TASK DIRECTIONS:
Retype each line below without a single alteration.

DATA RECORDS:
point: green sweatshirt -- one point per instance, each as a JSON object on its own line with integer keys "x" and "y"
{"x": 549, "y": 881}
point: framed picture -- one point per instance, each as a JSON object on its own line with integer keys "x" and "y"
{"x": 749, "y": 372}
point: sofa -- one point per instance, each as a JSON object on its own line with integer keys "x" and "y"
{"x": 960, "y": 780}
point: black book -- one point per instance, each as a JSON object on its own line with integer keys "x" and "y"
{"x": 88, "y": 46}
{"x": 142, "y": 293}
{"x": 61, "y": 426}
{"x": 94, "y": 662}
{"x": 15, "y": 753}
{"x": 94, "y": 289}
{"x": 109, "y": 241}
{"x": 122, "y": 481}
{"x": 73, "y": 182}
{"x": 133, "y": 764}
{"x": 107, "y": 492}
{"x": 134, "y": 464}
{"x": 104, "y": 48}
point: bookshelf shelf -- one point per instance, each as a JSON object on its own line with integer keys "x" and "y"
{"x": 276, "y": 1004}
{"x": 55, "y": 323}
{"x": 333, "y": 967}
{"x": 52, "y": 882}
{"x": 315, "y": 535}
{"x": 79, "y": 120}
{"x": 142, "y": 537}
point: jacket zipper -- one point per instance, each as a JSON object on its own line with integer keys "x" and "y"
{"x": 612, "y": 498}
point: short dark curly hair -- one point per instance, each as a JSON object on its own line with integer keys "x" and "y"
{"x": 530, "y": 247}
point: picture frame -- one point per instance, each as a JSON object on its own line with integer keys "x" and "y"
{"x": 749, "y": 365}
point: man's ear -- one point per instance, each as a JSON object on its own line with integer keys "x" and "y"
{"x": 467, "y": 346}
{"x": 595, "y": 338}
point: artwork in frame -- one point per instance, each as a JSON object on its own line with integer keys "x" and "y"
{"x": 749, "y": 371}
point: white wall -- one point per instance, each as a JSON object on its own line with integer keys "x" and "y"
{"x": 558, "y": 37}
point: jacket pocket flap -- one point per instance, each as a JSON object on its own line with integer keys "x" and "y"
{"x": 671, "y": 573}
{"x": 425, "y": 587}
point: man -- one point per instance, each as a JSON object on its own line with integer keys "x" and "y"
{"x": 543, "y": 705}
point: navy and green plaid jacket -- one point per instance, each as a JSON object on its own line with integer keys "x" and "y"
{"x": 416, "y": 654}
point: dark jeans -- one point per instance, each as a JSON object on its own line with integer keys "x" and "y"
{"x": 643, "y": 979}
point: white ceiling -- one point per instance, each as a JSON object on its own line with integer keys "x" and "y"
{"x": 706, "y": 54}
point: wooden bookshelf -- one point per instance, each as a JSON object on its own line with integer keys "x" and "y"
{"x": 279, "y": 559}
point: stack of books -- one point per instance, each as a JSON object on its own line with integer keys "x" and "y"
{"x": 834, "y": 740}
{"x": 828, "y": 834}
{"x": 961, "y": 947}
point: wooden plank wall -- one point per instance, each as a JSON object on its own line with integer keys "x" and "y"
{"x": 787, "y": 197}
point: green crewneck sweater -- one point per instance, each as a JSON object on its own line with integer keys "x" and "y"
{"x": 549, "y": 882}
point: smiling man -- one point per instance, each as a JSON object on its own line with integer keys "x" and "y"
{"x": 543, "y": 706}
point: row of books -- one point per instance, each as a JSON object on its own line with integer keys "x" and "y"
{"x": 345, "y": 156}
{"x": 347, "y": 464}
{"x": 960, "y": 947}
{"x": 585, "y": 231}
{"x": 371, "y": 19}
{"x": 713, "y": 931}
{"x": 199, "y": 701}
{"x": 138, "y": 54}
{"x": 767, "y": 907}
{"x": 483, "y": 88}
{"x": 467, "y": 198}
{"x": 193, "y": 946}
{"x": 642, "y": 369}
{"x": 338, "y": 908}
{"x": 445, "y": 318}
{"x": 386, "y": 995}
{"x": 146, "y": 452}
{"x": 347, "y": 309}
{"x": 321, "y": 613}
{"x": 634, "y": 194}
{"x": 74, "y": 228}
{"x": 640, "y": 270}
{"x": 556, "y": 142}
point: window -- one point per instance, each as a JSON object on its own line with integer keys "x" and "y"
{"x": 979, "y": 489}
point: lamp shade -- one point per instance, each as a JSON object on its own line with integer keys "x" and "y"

ANSWER SPACE:
point: green sweatshirt -- one point per instance, each as a JSON object on its own line with integer keys "x" and "y"
{"x": 549, "y": 881}
point: framed picture -- one point per instance, each as a JSON object on its own line with integer keys "x" and "y"
{"x": 749, "y": 372}
point: sofa -- one point per instance, each as a JSON object on its own line with integer keys "x" and "y"
{"x": 960, "y": 780}
point: black book -- one point per instance, each as a JSON object on its own line with integer keys "x" and "y"
{"x": 88, "y": 46}
{"x": 142, "y": 293}
{"x": 61, "y": 426}
{"x": 94, "y": 662}
{"x": 15, "y": 753}
{"x": 94, "y": 289}
{"x": 109, "y": 241}
{"x": 122, "y": 481}
{"x": 73, "y": 182}
{"x": 133, "y": 764}
{"x": 107, "y": 492}
{"x": 134, "y": 464}
{"x": 104, "y": 48}
point: bookshelf shelf -- one point per instance, each as a JSON object on its own line with integer keys "x" and "y"
{"x": 276, "y": 1004}
{"x": 55, "y": 323}
{"x": 333, "y": 967}
{"x": 52, "y": 882}
{"x": 315, "y": 535}
{"x": 79, "y": 120}
{"x": 142, "y": 537}
point: jacket zipper -- one point per instance, each as a JSON object on its own line with integer keys "x" and "y"
{"x": 612, "y": 498}
point: short dark curly hair -- one point per instance, each as a JSON object on its own line with integer keys "x" and "y"
{"x": 530, "y": 247}
point: picture frame -- one point per instance, each as a JSON object on its own line with integer keys "x" and "y"
{"x": 749, "y": 365}
point: man's ear -- one point per instance, each as a JSON object on its own line with integer keys "x" and "y"
{"x": 467, "y": 346}
{"x": 595, "y": 338}
point: artwork in frame -- one point per instance, each as a JSON object on its own line with integer keys "x" and "y"
{"x": 749, "y": 371}
point: white wall -- one point per instance, each as a JSON object on its own line with integer keys "x" and "y"
{"x": 558, "y": 37}
point: jacket pocket flap -- one point per instance, each as a JSON object on its own line with integer keys "x" and "y"
{"x": 671, "y": 573}
{"x": 425, "y": 587}
point: man -- one point per instance, each as a JSON object on its own line with integer keys "x" and "y"
{"x": 543, "y": 705}
point: navy and green plaid jacket -- one point per instance, each as a JSON object on its own line with integer keys "x" and "y"
{"x": 416, "y": 654}
point: dark jeans -- one point per instance, each as a JSON object on its own line with integer keys "x" and "y"
{"x": 643, "y": 979}
point: white ceiling -- one point per instance, each as a JSON object on its own line with integer keys "x" and "y"
{"x": 706, "y": 54}
point: wooden bookshelf -- one point per instance, each as a JSON object on its own line with integer keys "x" and "y"
{"x": 279, "y": 559}
point: stack of books -- one point per instance, each as a JSON object on its own line with integer keys "x" and "y"
{"x": 834, "y": 740}
{"x": 828, "y": 834}
{"x": 961, "y": 947}
point: wooden plank wall -- one point per instance, each as a JSON object on its own line with integer keys "x" and "y"
{"x": 787, "y": 197}
point: green crewneck sweater -- one point per instance, each as a JSON object on its own line with integer keys "x" and "y"
{"x": 549, "y": 882}
point: smiling man -- one point per instance, each as a JSON object on its own line with integer keys "x" and "y"
{"x": 543, "y": 706}
point: row of books -- one point per instance, each as a JSON object on its own line with integer keys "x" and "y"
{"x": 345, "y": 156}
{"x": 347, "y": 464}
{"x": 960, "y": 947}
{"x": 585, "y": 231}
{"x": 371, "y": 19}
{"x": 713, "y": 931}
{"x": 199, "y": 701}
{"x": 138, "y": 54}
{"x": 767, "y": 907}
{"x": 483, "y": 88}
{"x": 467, "y": 198}
{"x": 193, "y": 946}
{"x": 642, "y": 369}
{"x": 338, "y": 908}
{"x": 445, "y": 318}
{"x": 386, "y": 995}
{"x": 146, "y": 452}
{"x": 347, "y": 309}
{"x": 321, "y": 613}
{"x": 634, "y": 194}
{"x": 74, "y": 228}
{"x": 640, "y": 270}
{"x": 556, "y": 142}
point: window -- one point per instance, each as a JSON object on its own line with integer keys "x" and "y"
{"x": 979, "y": 489}
point: lamp shade -- one point per instance, each as a JSON object on its own line with integer keys "x" and "y"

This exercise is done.